▸ **Direction**: Restate the entries word for word, omitting nothing.

** start Data shown **

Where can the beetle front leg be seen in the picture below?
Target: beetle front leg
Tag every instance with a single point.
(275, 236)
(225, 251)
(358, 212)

** end Data shown **

▸ **Complete answer**:
Where can the beetle front leg be seen in the picture below?
Target: beetle front leg
Tag every instance with a single point.
(275, 236)
(225, 251)
(358, 212)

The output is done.